AWS Connections
AWS connections are used when:
- Accessing AWS S3 buckets, to import data from or export data to.
- Submitting analyses to a CLC Genomics Cloud setup, if available on that AWS account.
Configuring access to your AWS accounts requires AWS IAM credentials. Configuring access to public S3 buckets requires only the name of the bucket.
Working with stored data in AWS S3 buckets via the Workbench is of particular relevance when submitting jobs to run on a CLC Genomics Cloud setup making use of functionality provided by the CLC Cloud Module.
When launching workflows to run locally using on-the-fly import and selecting files from AWS S3, the files selected are first downloaded to a temporary folder and are subsequently imported.
All traffic to and from AWS is encrypted using a minimum of TLS version 1.2.
Configuring access to AWS resources
To configure an AWS Connection or to configure access to public AWS S3 buckets, go to:
Connections | AWS Connections ()
Already configured AWS connections and their status, and public S3 buckets are listed (figure 6.7). Editing or removal of these configurations is done from here.
Figure 6.7: The configuration dialog for AWS connections. Here, two valid AWS connections, their status, and a public S3 bucket are listed.
Configuring an AWS Connection
To configure a new AWS Connection, click on the Add AWS Connection button and enter the following information in the dialog (figure 6.8):
- Connection name: A short name of your choice, identifying the AWS account. This name will be shown as the name of the data location when importing data to or exporting data from Amazon S3.
- Description: A description of the AWS account (optional).
- AWS access key ID: The access key ID for programmatic access for your AWS IAM user.
- AWS secret access key: The secret access key for programmatic access for your AWS IAM user.
- AWS region: An AWS region. Select from the drop-down list.
- AWS partition: The AWS partition for your account.
The dialog continuously validates the settings entered. When they are valid, the Status box will contain the text "Valid" and a green icon will be shown. Click on OK to save the settings.

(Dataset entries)

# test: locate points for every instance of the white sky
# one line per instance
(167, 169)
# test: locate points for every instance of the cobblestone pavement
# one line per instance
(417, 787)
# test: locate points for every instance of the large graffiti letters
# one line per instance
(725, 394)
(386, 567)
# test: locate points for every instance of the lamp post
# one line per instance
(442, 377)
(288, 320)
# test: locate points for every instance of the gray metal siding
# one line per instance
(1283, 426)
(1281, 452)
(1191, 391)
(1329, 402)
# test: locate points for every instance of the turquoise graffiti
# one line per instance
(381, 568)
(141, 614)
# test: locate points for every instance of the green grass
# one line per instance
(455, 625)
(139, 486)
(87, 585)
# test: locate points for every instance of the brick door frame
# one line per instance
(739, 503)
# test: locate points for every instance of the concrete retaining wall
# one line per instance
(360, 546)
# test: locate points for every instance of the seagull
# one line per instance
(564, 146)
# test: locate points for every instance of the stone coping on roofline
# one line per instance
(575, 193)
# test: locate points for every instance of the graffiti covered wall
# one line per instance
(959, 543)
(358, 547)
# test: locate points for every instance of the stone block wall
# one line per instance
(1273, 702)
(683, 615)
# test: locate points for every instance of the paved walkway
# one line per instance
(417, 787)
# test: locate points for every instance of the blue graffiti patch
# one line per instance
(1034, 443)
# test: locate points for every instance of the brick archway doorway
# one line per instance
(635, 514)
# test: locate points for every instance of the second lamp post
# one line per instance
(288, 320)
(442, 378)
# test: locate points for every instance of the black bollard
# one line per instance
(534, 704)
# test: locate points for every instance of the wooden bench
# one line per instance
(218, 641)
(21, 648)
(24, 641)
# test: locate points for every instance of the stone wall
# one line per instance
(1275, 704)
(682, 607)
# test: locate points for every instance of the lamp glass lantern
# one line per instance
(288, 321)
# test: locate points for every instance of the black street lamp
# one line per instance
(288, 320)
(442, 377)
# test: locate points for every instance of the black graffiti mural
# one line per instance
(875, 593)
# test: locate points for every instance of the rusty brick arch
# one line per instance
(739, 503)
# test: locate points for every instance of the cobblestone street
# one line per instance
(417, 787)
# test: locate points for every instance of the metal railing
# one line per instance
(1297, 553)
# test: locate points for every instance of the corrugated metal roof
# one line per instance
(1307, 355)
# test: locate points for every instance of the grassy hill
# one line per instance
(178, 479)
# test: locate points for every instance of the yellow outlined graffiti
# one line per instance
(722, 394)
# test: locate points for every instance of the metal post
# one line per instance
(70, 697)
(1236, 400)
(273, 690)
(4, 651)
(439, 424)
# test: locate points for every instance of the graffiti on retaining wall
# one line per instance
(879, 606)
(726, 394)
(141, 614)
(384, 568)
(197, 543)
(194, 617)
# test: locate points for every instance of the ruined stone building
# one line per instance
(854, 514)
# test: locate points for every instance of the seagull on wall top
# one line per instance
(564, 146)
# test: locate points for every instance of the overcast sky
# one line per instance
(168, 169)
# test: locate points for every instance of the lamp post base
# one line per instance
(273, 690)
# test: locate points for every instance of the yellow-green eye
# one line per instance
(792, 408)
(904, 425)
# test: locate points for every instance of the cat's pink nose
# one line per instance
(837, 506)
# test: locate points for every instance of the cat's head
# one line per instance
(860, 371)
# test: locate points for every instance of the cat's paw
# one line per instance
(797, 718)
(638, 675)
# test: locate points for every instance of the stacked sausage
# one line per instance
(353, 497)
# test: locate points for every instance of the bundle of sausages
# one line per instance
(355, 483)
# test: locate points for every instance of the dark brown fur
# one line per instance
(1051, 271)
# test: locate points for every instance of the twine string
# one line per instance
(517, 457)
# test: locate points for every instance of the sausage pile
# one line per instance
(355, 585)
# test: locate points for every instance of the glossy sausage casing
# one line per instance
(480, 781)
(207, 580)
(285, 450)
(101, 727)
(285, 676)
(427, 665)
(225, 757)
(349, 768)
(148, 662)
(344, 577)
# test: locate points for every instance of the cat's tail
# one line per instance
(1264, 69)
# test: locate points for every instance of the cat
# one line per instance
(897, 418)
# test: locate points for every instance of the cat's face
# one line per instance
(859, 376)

(EXERCISES TO COMPLETE):
A - Reproduce the passage of the AWS connections text from "- AWS secret" up to and including "save the settings.", word for word.
B - Pick up the AWS connections text right after its final sentence and keep writing it.

(TASK-BY-TASK OUTPUTS):
A -
- AWS secret access key: The secret access key for programmatic access for your AWS IAM user.
- AWS region: An AWS region. Select from the drop-down list.
- AWS partition: The AWS partition for your account.
The dialog continuously validates the settings entered. When they are valid, the Status box will contain the text "Valid" and a green icon will be shown. Click on OK to save the settings.

B -
Figure 6.8: Configuration of an AWS Connection in a CLC Workbench
AWS connection status is indicated using colors. Green indicates the connection is valid and ready for use. Connections to a CLC Genomics Cloud are indicated in the CGC column (figure 6.7). To submit analyses to the CLC Genomics Cloud, the CLC Cloud Module must be installed and a license for that module must be available.
AWS credentials entered are stored, obfuscated, in Workbench user configuration files.
Note: Multiple AWS Connections using credentials for the same AWS account cannot be configured.
Adding a public S3 bucket
To add a public bucket, click on the Add Public S3 button and provide the public bucket name (figure 6.9).
Figure 6.9: Provide a public AWS S3 bucket name to enable access to data in that public bucket.
Importing data from AWS S3
AWS S3 buckets for each AWS Connection and public S3 bucket configured are available in the workflow launch wizard when using on-the-fly import in workflows, and in relevant import tool wizards (figure 6.10).
Figure 6.10: Files in local or remote locations can be selected for import by the Illumina importer of the CLC Genomics Workbench.
AWS S3 buckets can be browsed using functionality added when the CLC Cloud Module is installed. See https://resources.qiagenbioinformatics.com/manuals/clccloudmodule/current/index.php?manual=Working_with_AWS_S3_using_Remote_Files_tab.html for details.
Exporting data to AWS S3
To export data to an AWS S3 bucket, launch the exporter, and when prompted for an export location, select the relevant option from the drop-down menu (figure 6.11).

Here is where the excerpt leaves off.